### EXERCISE DETAILS
Retype every record below exactly as it is written.

%%

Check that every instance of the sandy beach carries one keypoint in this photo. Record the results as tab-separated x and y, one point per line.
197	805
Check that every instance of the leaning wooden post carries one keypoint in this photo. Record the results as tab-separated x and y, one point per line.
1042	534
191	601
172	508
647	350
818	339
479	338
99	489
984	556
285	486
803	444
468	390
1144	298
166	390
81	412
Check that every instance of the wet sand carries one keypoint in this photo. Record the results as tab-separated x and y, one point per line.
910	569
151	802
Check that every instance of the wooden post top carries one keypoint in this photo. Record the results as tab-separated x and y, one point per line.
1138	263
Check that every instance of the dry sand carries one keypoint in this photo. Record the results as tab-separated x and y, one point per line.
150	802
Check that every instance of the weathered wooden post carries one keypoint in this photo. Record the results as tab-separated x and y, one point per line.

%%

### SOLUTION TO THE PROBLEM
Check that every instance of the sandy beach carries one keypoint in this photo. Record the results as tab-separated x and y, one point per line.
197	805
Check that every instance of the leaning wooden post carries one keypoint in this photo. Record the results as tab-separated x and y, one point per line.
1042	534
191	601
172	508
647	350
818	339
479	338
99	489
984	556
285	486
803	444
468	390
1144	298
166	390
81	412
Check that every instance of the wet sand carries one keypoint in this photo. Record the results as tab-separated x and y, one point per line.
910	569
151	802
Check that every instance of the wooden post top carries one keypoint in this photo. Record the results as tab-separated x and y, one point per line.
1138	263
Check that every instance of the dry sand carries one keypoint in this photo. Record the results as tab-separated x and y, one point per line.
150	802
Check that every instance of the weathered wooden post carries one keypoint in this photo. Record the results as tab-separated x and y, one point per line.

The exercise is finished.